## DO THIS
Render the items below as a two-column CSV with the header "request" and "answer", one row per item. Put each item's text and its answer in their own quoted field, with line breaks turned into spaces.

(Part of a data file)
>> Begin
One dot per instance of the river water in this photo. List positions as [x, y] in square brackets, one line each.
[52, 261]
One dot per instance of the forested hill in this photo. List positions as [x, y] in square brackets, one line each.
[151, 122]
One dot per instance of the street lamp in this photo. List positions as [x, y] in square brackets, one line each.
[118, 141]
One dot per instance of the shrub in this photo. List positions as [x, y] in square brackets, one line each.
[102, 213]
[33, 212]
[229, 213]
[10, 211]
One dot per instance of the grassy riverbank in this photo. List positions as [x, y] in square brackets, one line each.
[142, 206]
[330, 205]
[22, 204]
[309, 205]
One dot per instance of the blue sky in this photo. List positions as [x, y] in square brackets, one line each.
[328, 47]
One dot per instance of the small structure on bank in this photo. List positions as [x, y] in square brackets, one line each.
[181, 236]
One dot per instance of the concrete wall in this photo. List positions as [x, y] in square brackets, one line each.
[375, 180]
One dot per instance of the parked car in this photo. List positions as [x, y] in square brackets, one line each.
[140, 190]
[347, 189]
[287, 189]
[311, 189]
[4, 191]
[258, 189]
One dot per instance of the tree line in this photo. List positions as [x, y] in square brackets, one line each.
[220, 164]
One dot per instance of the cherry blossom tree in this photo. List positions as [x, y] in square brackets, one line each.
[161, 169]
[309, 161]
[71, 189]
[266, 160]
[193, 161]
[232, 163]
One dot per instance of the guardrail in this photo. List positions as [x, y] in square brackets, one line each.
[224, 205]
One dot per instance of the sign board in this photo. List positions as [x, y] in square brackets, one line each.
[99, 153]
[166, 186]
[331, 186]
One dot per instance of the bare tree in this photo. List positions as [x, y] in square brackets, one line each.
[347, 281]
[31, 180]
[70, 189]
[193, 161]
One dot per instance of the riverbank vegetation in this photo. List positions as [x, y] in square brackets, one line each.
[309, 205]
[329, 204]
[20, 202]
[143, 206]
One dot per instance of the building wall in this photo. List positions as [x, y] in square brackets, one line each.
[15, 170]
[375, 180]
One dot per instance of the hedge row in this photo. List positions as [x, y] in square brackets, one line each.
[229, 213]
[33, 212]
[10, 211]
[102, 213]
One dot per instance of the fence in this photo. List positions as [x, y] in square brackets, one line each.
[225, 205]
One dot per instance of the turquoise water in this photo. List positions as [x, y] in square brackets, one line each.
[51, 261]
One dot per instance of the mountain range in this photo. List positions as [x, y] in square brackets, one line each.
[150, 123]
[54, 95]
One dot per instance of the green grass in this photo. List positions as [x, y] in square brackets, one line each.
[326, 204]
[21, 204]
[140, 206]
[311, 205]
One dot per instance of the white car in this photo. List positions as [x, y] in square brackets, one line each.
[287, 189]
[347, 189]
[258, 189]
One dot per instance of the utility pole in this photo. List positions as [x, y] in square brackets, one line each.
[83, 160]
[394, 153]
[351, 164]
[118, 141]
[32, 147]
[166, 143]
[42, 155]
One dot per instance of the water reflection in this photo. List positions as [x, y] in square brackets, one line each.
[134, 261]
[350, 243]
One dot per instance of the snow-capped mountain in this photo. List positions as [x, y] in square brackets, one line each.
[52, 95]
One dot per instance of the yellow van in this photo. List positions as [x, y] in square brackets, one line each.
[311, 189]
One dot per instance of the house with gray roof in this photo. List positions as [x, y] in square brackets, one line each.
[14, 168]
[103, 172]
>> End
## FINAL RESULT
request,answer
"One dot per instance of the river water in this photo. List positions as [x, y] in square brackets, one line each.","[52, 261]"
"One dot per instance of the forested hill in this photo. List positions as [x, y] in square brackets, one line each.","[151, 122]"
"One dot per instance of the street lamp in this photo. List positions as [x, y] in square brackets, one line each.","[118, 141]"
"One dot per instance of the shrub in this photo. List positions as [x, y] in square brackets, one line each.","[102, 213] [33, 212] [229, 213] [10, 211]"
"One dot per instance of the grassy riverbank in this photo. List positions as [x, y] in square brackets, one line each.","[142, 206] [330, 205] [22, 204] [309, 205]"
"One dot per instance of the blue sky in this photo. List positions as [x, y] in square brackets, one line each.","[328, 47]"
"One dot per instance of the small structure on bank in this photo. List positions as [x, y] in square brackets, one line each.","[181, 236]"
"One dot per instance of the concrete wall in this photo. List positions as [x, y] in square brackets, one line each.","[375, 180]"
"One dot per instance of the parked car in this photo. List positions as [x, y] in square brackets, one line each.","[140, 190] [347, 189] [287, 189] [311, 189] [4, 191] [258, 189]"
"One dot per instance of the tree line in this photo. List positions as [x, y] in square brackets, one line each.","[220, 164]"
"One dot per instance of the cherry blossom tree in this photo. List positions as [x, y] in square brackets, one line each.","[161, 169] [309, 161] [71, 189] [266, 160] [193, 161] [232, 163]"
"One dot per instance of the guardrail in this photo. List positions as [x, y] in square brackets, one line each.","[224, 205]"
"One dot per instance of the sign board in this photo. List positions as [x, y] in square brackets, one line each.","[99, 153] [166, 186] [331, 186]"
"One dot per instance of the bare tree in this photo. List positions as [x, y] in square brackets, one line each.","[347, 281] [31, 180] [70, 189] [193, 161]"
"One dot per instance of the riverbank vegetation in this photo. List positions as [x, y] in square brackets, one line each.","[309, 205] [329, 204] [20, 202] [143, 206]"
"One dot per instance of the building wall in this photo. List positions as [x, y] in square brackets, one line each.","[15, 170] [375, 180]"
"One dot per instance of the hedge row in this photo. List positions as [x, y] in square brackets, one line each.","[229, 213] [33, 212] [10, 211] [102, 213]"
"One dot per instance of the fence in this photo. List positions as [x, y] in square brackets, one line each.","[225, 205]"
"One dot per instance of the turquoise water in this photo. List positions as [x, y] in square brackets, one line each.","[51, 261]"
"One dot per instance of the mountain range in this photo. List positions as [x, y] in square brackets, one line each.","[150, 123] [54, 95]"
"One dot per instance of the green grass in this photo. List positions as [x, y] in square brackets, one line each.","[326, 204] [21, 204] [140, 206] [311, 205]"
"One dot per instance of the white car in this photo. List positions as [x, y] in square brackets, one line each.","[287, 189] [347, 189] [258, 189]"
"One dot per instance of the utility pole in this photo. List positions as [x, y] in square brackets, one line each.","[83, 160] [394, 153] [351, 164] [118, 141] [32, 147] [166, 143] [42, 155]"
"One dot per instance of the water reflection in this photo. List positions as [x, y] in square brackets, one line each.","[134, 261] [350, 243]"
"One dot per instance of the snow-capped mountain in this photo. List positions as [x, y] in square brackets, one line each.","[52, 95]"
"One dot per instance of the yellow van in this photo. List positions as [x, y] in square brackets, one line each.","[311, 189]"
"One dot per instance of the house with gray roof in this photo. List positions as [x, y] in square brackets, one line each.","[14, 168] [103, 172]"